> EXERCISE GOAL:
Go through the material line by line and copy each one with the word "tree".
(Beginning of DATA SUPPLIED)
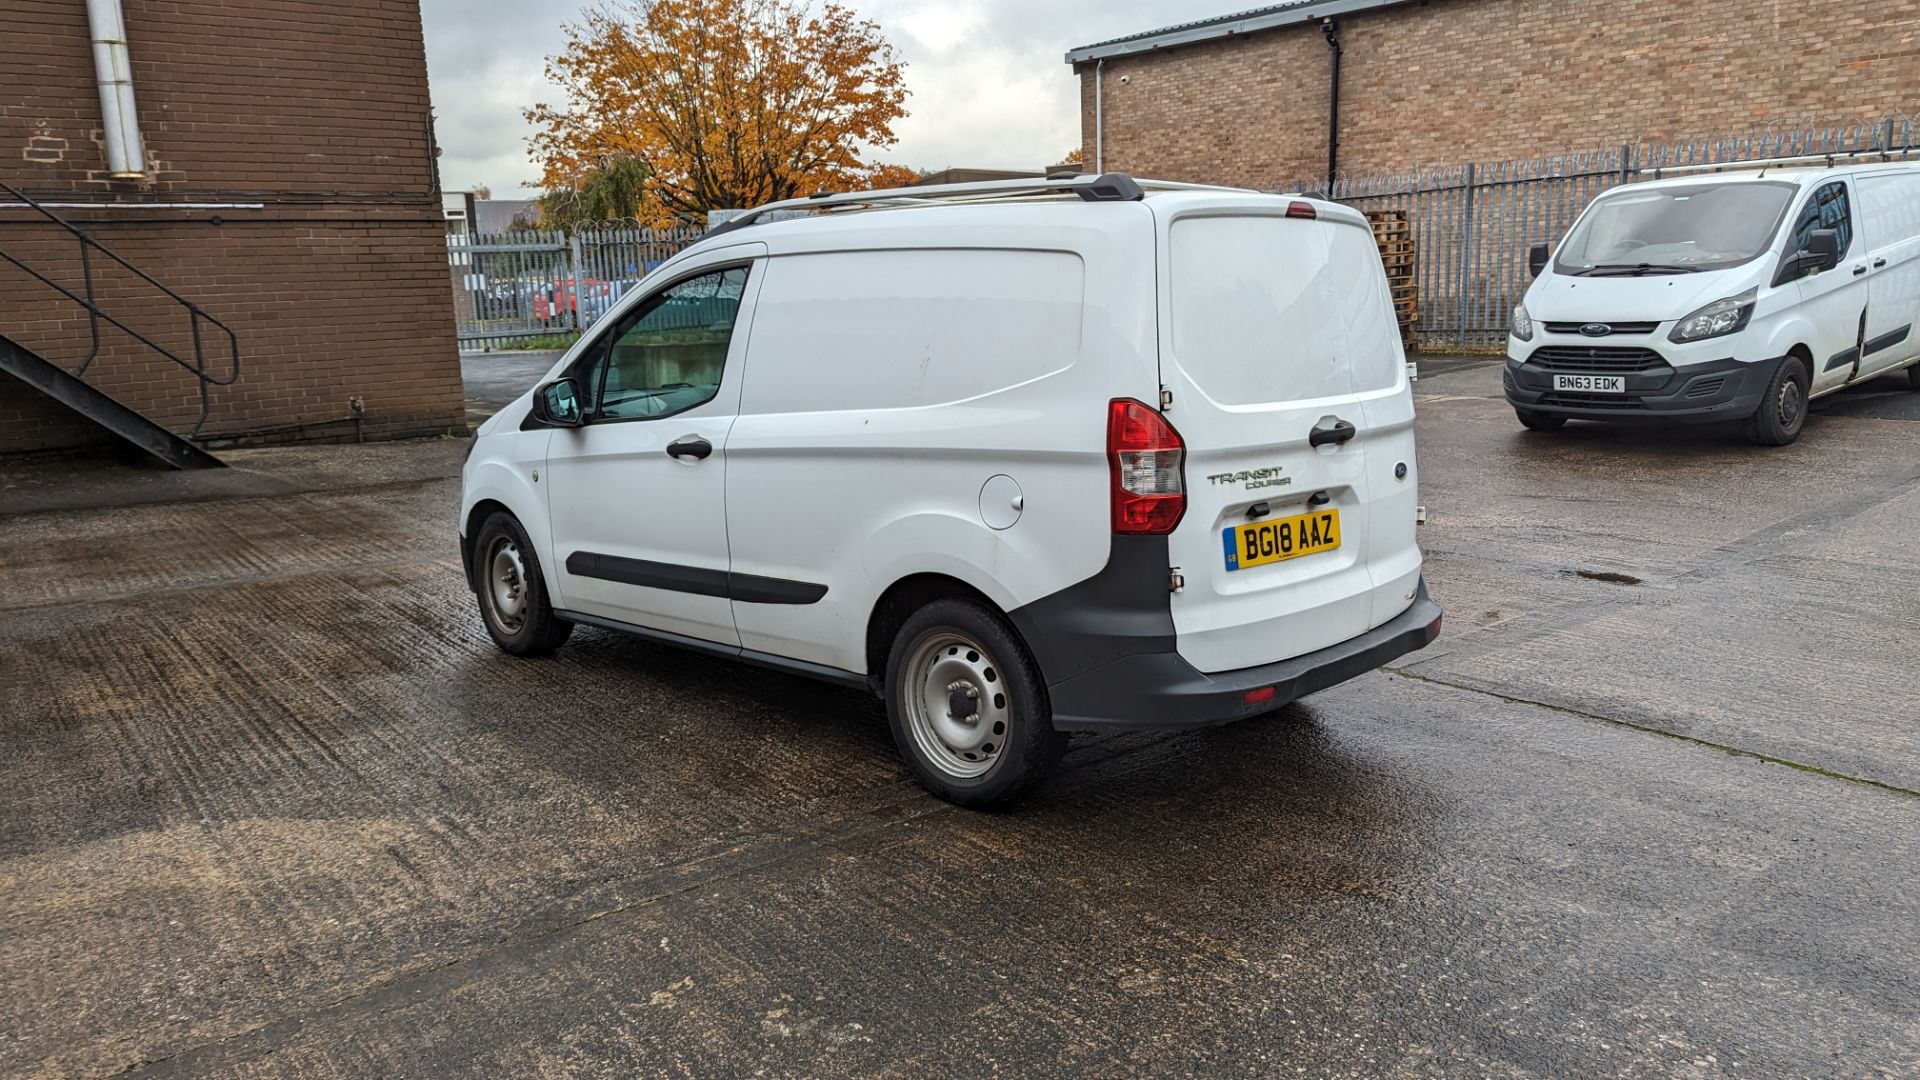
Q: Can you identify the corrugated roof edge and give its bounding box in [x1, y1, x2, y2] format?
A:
[1065, 0, 1416, 65]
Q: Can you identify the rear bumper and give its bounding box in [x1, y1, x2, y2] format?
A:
[1042, 580, 1442, 731]
[1504, 352, 1780, 422]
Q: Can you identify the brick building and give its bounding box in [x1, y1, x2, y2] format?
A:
[1, 0, 464, 458]
[1069, 0, 1920, 188]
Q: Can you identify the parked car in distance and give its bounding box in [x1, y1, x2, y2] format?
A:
[1508, 159, 1920, 444]
[458, 173, 1440, 806]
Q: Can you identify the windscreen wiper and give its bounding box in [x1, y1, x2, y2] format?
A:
[1575, 263, 1701, 277]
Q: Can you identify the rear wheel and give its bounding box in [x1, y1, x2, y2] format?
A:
[884, 599, 1066, 807]
[473, 511, 573, 656]
[1745, 357, 1809, 446]
[1515, 407, 1567, 431]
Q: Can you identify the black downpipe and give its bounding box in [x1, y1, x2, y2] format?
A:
[1322, 18, 1342, 194]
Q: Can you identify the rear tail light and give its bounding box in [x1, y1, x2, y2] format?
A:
[1286, 200, 1317, 219]
[1108, 398, 1186, 534]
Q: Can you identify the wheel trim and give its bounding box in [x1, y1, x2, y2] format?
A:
[902, 631, 1011, 780]
[486, 537, 529, 631]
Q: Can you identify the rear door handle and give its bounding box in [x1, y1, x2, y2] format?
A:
[1309, 419, 1357, 448]
[665, 435, 713, 460]
[1873, 258, 1888, 269]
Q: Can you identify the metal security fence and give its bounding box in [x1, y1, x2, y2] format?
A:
[448, 225, 701, 349]
[1307, 114, 1920, 351]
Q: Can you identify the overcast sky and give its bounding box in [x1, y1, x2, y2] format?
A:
[420, 0, 1225, 196]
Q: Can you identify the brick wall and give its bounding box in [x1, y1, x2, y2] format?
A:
[1077, 0, 1920, 185]
[0, 0, 463, 454]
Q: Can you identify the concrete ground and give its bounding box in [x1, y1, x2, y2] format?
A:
[3, 354, 1918, 1075]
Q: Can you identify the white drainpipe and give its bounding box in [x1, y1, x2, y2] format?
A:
[86, 0, 146, 177]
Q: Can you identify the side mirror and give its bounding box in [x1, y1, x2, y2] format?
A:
[531, 377, 584, 427]
[1528, 242, 1551, 279]
[1803, 228, 1841, 273]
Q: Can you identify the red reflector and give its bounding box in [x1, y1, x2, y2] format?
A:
[1286, 200, 1317, 219]
[1244, 686, 1278, 705]
[1107, 398, 1186, 535]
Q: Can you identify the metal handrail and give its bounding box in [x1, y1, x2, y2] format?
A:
[0, 180, 240, 437]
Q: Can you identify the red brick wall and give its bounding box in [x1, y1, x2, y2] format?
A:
[0, 0, 463, 453]
[1078, 0, 1920, 185]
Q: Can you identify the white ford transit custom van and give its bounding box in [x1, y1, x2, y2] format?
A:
[1508, 161, 1920, 444]
[458, 174, 1440, 806]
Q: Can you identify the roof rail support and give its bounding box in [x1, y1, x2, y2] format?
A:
[704, 172, 1171, 238]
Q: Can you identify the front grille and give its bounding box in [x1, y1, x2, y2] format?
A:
[1544, 321, 1660, 336]
[1685, 377, 1728, 399]
[1528, 345, 1669, 373]
[1538, 391, 1646, 411]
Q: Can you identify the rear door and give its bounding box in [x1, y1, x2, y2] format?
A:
[1152, 198, 1415, 674]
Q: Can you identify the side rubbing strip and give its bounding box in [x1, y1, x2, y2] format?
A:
[1864, 324, 1912, 357]
[566, 551, 729, 597]
[567, 551, 826, 604]
[729, 573, 829, 605]
[1825, 347, 1860, 372]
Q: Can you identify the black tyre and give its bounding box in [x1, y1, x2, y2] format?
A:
[1906, 363, 1920, 391]
[1745, 357, 1809, 446]
[884, 598, 1067, 808]
[1515, 407, 1568, 431]
[472, 511, 573, 656]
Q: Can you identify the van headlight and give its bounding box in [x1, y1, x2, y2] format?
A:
[1510, 305, 1534, 342]
[1669, 289, 1756, 343]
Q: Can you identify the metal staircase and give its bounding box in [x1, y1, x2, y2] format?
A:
[0, 181, 237, 469]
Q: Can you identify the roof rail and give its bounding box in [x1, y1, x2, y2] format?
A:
[703, 172, 1246, 238]
[1642, 146, 1920, 179]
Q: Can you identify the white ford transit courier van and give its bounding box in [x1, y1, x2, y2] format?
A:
[1508, 161, 1920, 444]
[458, 173, 1440, 805]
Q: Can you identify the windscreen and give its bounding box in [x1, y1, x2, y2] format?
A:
[1555, 181, 1796, 274]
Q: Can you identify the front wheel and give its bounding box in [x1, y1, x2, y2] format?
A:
[884, 599, 1067, 807]
[473, 511, 574, 656]
[1515, 407, 1567, 431]
[1745, 357, 1809, 446]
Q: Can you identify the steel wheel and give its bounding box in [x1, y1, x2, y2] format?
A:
[484, 534, 529, 633]
[1774, 377, 1804, 430]
[901, 631, 1012, 780]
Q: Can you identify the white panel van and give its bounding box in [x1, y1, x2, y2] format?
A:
[458, 174, 1440, 806]
[1508, 161, 1920, 444]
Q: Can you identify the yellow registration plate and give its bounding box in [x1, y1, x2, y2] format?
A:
[1223, 508, 1341, 571]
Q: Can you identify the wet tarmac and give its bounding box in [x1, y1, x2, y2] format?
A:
[2, 357, 1917, 1075]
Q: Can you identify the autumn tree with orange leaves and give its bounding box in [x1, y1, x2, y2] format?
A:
[527, 0, 913, 223]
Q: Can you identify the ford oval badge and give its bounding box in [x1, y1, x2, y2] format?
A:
[1579, 322, 1612, 337]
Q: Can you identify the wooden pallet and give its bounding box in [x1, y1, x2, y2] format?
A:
[1365, 210, 1417, 342]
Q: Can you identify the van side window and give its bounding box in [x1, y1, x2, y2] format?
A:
[584, 266, 750, 421]
[1788, 182, 1852, 257]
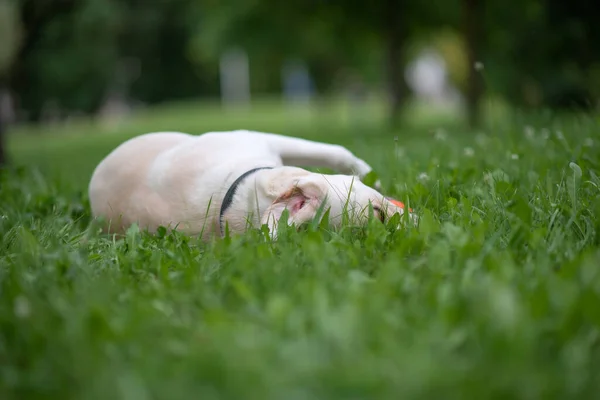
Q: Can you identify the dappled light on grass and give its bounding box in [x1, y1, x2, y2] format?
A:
[1, 106, 600, 399]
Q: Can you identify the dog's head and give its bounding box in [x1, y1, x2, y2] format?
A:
[260, 171, 415, 237]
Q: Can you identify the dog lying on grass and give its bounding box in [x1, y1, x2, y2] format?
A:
[88, 130, 416, 240]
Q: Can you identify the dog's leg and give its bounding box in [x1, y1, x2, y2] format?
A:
[265, 135, 373, 178]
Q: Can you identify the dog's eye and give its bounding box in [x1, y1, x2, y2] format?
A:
[373, 206, 385, 223]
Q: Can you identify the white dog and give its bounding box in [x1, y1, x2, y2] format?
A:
[88, 130, 414, 240]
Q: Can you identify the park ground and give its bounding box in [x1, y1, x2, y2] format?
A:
[1, 97, 600, 399]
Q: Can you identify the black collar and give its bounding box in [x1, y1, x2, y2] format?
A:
[219, 166, 274, 235]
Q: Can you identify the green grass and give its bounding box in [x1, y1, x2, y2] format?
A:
[1, 98, 600, 399]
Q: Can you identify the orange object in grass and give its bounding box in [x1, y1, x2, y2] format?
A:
[387, 197, 413, 212]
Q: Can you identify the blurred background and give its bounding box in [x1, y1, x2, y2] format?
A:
[0, 0, 598, 174]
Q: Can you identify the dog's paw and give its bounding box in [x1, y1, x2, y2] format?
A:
[354, 158, 373, 178]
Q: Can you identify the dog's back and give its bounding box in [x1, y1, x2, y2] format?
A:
[89, 132, 193, 233]
[88, 130, 282, 234]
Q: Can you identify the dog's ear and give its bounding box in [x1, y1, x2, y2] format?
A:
[260, 184, 319, 239]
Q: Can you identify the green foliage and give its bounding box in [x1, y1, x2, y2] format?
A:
[10, 0, 220, 119]
[484, 0, 600, 108]
[1, 101, 600, 398]
[5, 0, 598, 121]
[0, 0, 21, 74]
[25, 0, 121, 112]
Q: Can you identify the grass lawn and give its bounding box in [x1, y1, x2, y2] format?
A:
[1, 97, 600, 399]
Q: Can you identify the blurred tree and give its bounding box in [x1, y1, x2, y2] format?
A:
[7, 0, 220, 124]
[118, 0, 219, 104]
[188, 0, 446, 125]
[0, 0, 22, 166]
[483, 0, 599, 110]
[8, 0, 81, 121]
[463, 0, 484, 128]
[543, 0, 598, 109]
[3, 0, 597, 132]
[382, 0, 410, 125]
[327, 0, 463, 125]
[187, 0, 352, 94]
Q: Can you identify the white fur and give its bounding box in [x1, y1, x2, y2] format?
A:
[88, 130, 415, 240]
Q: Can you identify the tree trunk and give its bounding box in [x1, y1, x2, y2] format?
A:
[0, 84, 6, 168]
[464, 0, 484, 129]
[8, 0, 77, 124]
[383, 0, 408, 126]
[0, 111, 6, 168]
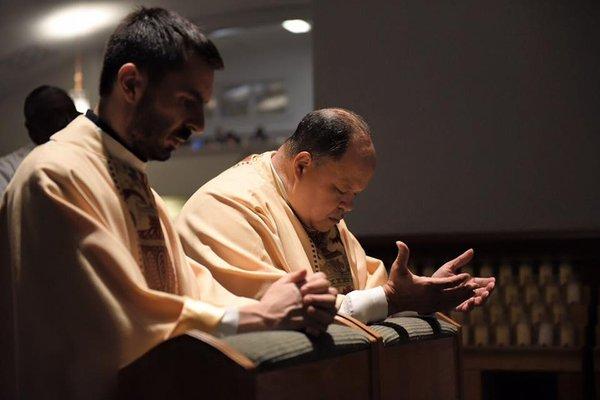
(End of DATA SUPPLIED)
> TASK OUTPUT:
Q: Can you identify the autumn tree with orange leaves and give its bounding box in [x1, y1, x2, y2] format?
Q: Can you identify the blurred tree and give its bounding box in [x1, y1, x2, y2] format?
Q: Can you identify the tree trunk and give its bounding box in [x1, y1, x2, y2] format?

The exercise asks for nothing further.